Given request 1:
Which lines in the entries contain the word "stool"? List every such line in full, treating uppercase and lowercase as different.

Given passage:
I cannot conceive that the discovery of the function of the twosized opening (the structure being fully described) involved “the use of inventive skill."

But the art was not limited to the Hardie patent when Bettendorf made his invention. On August 7, 1900, nearly three years previous, patent No. 655,386 had been issued to Woods for "certain new and useful improvements in car truck frame." It cannot be disputed that in its claims and specifications this patent disclosed the functional purpose of a two-sized opening-not in the same form, it is true, but the principle and utility were there disclosed, and this patent was a publication.

When Bettendorf invented his side frame, he is supposed to have had the Hardie publication and the Woods publication before him.

"While he may not have had any knowledge of them whatsoever, he is deemed, in a legal point of view, to have had this [these] and all other prio: patents before him." Duer v. Corbin Cabinet Lock Co., 149 U. S. 223, 13 Sup. Ct. 853, 37 L. Ed. 707.

Listing:

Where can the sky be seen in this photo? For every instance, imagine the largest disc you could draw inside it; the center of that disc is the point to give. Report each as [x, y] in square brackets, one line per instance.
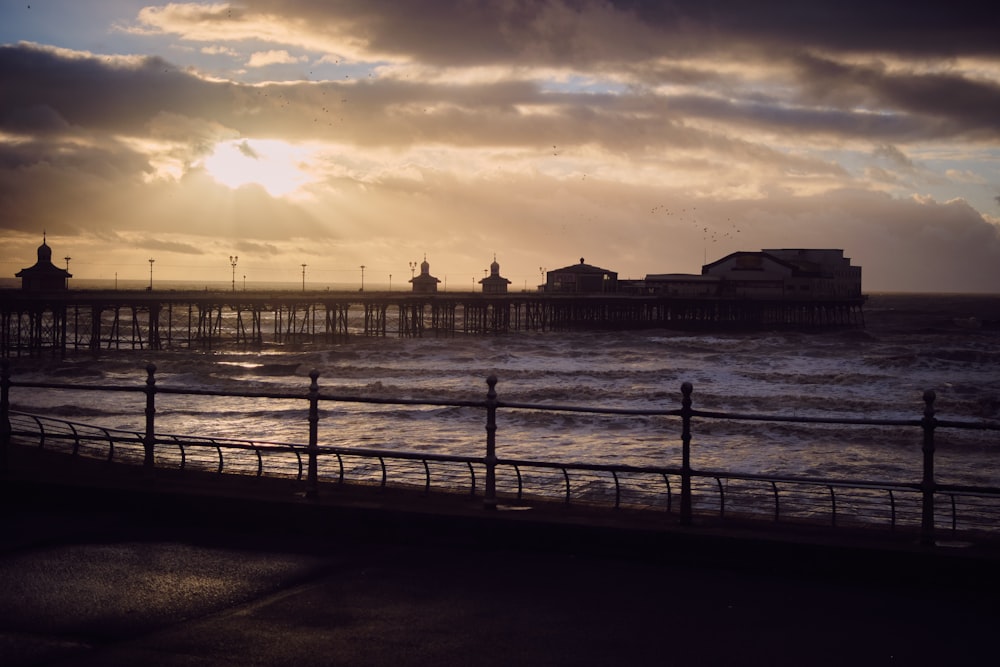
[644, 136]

--

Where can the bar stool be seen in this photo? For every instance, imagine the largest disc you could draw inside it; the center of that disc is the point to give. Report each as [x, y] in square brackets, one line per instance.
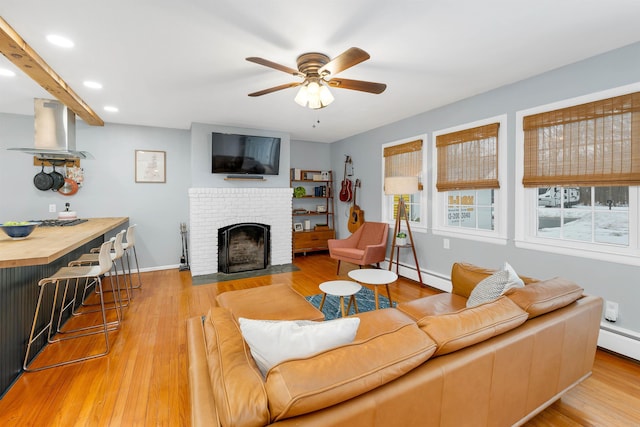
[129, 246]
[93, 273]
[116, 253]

Given request 2:
What reporter citations does the patent passage give for Duer v. Corbin Cabinet Lock Co.? List them all.

Finished answer 1:
Where can the bar stool be seen in this photo? For every instance, imagine the largest disc you could draw inside it; the center of that disc is the point to give. Report each as [x, y] in square brackets, one line per instance.

Finished answer 2:
149 U. S. 223
13 Sup. Ct. 853
37 L. Ed. 707